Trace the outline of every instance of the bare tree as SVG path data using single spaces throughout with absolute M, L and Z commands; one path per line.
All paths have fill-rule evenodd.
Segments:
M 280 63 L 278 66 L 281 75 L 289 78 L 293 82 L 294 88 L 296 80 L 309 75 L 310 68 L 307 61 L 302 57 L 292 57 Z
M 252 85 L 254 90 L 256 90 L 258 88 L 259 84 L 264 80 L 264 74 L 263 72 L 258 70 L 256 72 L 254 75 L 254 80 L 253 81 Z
====
Rewrite these lines with "bare tree" changed to "leafless tree" and nothing else altered.

> **Correct answer**:
Trace the outline of every instance of the leafless tree as SVG path data using single spaces throughout with absolute M, L and Z commands; one path per line.
All paths have fill-rule evenodd.
Segments:
M 280 63 L 278 66 L 281 75 L 289 78 L 293 82 L 294 88 L 296 80 L 309 75 L 310 68 L 307 61 L 302 57 L 292 57 Z
M 252 85 L 254 90 L 256 90 L 258 88 L 259 84 L 264 80 L 264 74 L 263 72 L 258 70 L 256 72 L 254 75 L 254 80 L 253 81 Z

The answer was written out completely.